Work to complete:
From the line containing "Point to the outstretched" to the final line of the entries, every line is to be reproduced exactly; no other line belongs in the output.

Material for this task:
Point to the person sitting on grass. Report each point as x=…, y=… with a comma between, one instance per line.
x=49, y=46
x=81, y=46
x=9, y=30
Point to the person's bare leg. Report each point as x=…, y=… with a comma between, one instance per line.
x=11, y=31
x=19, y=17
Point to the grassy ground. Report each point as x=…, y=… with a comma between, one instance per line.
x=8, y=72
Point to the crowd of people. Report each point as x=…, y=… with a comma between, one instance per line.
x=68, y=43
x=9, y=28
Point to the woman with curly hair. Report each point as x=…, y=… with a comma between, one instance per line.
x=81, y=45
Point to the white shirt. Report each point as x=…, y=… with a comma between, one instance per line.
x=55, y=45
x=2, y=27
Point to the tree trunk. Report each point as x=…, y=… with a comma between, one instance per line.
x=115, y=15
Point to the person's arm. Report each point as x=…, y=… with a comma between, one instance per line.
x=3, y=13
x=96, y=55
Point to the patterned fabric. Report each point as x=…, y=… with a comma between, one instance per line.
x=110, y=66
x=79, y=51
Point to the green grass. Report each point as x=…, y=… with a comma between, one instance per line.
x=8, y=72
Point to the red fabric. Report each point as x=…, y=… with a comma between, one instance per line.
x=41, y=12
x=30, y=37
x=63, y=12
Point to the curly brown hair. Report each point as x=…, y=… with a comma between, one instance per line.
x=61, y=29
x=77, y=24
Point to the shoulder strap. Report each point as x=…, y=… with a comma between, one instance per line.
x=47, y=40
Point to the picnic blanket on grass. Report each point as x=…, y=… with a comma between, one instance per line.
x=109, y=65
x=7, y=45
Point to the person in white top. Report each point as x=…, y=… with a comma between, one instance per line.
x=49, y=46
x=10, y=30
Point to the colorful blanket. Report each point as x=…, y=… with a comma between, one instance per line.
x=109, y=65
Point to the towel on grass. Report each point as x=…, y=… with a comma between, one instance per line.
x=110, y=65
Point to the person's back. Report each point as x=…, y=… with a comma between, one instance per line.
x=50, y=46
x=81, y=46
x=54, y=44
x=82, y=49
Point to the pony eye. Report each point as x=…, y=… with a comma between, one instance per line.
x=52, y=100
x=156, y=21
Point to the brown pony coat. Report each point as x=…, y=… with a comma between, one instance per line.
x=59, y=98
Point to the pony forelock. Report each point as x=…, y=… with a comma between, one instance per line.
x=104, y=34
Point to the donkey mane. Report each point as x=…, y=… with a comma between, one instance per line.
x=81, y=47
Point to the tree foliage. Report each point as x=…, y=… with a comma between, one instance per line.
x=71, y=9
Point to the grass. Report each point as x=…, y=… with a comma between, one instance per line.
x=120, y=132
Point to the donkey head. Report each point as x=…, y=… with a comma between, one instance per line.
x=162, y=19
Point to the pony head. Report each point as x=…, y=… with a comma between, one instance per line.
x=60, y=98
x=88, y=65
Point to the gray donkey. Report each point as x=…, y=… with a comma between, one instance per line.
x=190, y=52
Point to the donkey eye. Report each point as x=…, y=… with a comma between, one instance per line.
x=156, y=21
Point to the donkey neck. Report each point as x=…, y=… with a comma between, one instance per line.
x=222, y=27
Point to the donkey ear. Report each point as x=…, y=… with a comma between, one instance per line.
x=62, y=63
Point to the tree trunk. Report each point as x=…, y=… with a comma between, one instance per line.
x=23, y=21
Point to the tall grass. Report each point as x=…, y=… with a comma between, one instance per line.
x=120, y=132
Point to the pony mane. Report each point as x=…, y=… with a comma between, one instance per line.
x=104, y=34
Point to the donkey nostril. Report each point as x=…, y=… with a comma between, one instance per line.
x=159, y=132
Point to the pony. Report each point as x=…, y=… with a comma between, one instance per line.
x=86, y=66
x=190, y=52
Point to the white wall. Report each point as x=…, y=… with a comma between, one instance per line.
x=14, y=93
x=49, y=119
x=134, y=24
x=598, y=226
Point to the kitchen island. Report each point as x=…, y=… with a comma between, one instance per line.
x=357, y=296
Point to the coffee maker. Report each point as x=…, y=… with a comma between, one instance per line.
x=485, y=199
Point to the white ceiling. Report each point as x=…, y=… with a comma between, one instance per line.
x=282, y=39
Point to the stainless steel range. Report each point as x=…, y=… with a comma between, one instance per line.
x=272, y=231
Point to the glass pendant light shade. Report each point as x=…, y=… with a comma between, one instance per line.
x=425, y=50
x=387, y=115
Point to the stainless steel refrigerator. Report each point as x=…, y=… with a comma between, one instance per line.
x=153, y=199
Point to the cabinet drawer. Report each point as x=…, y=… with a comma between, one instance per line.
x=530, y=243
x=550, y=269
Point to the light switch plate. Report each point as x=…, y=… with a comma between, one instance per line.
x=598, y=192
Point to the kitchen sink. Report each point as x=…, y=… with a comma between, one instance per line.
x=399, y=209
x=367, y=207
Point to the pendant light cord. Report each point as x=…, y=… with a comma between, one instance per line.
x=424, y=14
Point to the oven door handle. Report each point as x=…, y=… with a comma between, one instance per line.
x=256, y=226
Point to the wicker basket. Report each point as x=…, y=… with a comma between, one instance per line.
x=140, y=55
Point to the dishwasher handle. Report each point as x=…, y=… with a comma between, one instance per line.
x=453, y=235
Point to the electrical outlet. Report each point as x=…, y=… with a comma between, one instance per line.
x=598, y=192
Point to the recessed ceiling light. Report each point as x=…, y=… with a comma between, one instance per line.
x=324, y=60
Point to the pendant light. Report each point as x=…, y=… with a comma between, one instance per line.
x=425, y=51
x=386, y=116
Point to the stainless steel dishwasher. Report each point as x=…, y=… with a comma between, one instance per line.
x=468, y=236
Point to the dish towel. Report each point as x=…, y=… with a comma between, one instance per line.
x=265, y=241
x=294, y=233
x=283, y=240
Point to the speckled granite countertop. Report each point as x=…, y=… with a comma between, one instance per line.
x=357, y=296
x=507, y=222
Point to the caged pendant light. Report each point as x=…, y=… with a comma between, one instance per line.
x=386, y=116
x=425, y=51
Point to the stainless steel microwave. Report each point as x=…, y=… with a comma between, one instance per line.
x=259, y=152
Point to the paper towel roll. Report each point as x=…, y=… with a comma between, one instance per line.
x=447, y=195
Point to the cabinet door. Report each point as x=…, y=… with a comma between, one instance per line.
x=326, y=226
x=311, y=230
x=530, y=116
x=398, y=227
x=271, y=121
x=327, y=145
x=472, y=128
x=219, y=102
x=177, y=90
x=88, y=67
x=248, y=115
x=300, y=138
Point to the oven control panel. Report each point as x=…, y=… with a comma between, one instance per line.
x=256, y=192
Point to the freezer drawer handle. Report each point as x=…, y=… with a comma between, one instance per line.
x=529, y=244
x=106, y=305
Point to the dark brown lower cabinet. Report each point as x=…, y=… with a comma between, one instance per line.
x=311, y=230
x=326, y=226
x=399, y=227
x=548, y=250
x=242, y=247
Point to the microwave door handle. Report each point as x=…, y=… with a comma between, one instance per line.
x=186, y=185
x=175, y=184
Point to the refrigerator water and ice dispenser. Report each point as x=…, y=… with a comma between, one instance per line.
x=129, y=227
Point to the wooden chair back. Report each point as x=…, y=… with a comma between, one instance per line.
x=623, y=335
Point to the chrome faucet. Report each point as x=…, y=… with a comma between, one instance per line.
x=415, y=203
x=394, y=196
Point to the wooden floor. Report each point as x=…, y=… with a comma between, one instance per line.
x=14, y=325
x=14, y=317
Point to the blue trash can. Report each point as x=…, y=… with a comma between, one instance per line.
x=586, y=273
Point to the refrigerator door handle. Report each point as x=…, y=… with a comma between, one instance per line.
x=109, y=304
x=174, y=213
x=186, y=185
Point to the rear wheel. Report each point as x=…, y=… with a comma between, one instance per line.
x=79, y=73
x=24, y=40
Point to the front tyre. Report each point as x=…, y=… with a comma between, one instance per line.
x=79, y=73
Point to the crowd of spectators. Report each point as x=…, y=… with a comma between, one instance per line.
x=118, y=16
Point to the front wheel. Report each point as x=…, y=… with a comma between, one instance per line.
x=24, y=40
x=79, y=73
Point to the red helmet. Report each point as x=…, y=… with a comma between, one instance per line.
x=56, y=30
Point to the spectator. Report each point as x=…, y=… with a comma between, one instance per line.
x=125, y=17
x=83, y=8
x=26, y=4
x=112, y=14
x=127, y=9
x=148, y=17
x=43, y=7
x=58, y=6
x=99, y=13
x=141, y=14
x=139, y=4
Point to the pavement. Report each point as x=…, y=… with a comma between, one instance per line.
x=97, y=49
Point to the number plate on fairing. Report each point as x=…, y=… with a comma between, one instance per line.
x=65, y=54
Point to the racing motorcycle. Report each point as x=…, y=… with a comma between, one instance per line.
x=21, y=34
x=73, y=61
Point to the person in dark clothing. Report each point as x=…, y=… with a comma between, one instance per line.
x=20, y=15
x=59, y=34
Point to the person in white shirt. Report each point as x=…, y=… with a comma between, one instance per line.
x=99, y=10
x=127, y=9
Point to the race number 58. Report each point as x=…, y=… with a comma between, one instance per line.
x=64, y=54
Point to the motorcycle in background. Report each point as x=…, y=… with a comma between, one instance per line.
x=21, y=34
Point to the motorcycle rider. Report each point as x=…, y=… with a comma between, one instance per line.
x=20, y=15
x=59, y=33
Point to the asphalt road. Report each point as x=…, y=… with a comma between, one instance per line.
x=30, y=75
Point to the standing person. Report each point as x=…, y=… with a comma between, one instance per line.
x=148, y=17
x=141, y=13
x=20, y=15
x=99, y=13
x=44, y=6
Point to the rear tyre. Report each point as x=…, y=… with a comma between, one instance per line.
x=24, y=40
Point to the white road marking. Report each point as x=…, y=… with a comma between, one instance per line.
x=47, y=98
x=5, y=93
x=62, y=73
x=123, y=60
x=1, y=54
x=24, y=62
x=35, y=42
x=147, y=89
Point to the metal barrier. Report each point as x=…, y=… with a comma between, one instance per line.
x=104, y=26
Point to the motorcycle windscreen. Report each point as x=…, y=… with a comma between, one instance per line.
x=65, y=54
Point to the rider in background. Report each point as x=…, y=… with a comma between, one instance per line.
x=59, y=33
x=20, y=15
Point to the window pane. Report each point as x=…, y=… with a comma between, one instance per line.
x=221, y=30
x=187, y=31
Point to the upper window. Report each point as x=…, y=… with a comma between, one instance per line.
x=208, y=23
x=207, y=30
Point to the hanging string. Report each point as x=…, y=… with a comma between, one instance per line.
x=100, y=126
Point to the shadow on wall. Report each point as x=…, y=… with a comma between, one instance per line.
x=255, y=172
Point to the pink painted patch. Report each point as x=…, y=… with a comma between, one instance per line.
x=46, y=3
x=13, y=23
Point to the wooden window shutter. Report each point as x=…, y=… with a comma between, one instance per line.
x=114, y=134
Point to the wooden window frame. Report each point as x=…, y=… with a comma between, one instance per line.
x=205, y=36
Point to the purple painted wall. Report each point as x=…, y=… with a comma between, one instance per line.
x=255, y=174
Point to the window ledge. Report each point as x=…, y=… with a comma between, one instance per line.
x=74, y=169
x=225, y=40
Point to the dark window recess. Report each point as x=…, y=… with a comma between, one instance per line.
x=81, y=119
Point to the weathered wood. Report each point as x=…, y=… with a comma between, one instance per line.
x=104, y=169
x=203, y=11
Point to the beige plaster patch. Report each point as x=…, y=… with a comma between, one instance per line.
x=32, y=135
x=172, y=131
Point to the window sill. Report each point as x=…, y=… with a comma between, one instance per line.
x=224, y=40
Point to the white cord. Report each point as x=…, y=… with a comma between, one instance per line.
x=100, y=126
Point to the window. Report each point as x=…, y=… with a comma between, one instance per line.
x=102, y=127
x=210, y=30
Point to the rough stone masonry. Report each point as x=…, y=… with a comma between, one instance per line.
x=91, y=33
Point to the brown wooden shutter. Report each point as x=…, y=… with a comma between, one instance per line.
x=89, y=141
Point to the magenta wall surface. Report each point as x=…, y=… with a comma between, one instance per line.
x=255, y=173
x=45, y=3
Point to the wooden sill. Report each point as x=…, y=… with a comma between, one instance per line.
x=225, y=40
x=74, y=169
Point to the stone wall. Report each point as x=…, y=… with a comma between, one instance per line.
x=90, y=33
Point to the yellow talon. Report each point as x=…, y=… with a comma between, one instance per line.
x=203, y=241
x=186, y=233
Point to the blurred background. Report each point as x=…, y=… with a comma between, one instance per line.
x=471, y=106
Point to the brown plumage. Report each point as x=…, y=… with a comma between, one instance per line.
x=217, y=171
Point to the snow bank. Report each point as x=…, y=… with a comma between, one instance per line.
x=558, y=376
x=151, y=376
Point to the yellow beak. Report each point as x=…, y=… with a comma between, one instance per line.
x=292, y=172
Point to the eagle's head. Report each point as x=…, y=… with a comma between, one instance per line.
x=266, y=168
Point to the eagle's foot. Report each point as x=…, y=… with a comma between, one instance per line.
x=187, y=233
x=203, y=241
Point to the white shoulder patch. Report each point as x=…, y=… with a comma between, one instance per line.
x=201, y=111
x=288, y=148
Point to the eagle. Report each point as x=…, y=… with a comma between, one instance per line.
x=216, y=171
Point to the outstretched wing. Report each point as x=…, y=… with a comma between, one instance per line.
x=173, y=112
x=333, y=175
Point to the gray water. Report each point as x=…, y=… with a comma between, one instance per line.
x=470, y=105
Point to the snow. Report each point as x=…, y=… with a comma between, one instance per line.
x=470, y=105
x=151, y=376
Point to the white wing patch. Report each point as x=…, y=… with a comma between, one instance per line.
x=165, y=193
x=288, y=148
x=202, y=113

Solution below:
Point to the outstretched wing. Report each point as x=…, y=… with a comma between, one instance per line.
x=173, y=112
x=333, y=175
Point to the gray water. Report each point as x=…, y=… with a comma between, one instance per line.
x=470, y=105
Point to the snow. Report each point as x=…, y=… with a comma between, one instance per line.
x=470, y=105
x=151, y=376
Point to the white wing patch. Report each point as x=…, y=… with a comma between, one instance per line.
x=165, y=193
x=288, y=148
x=202, y=113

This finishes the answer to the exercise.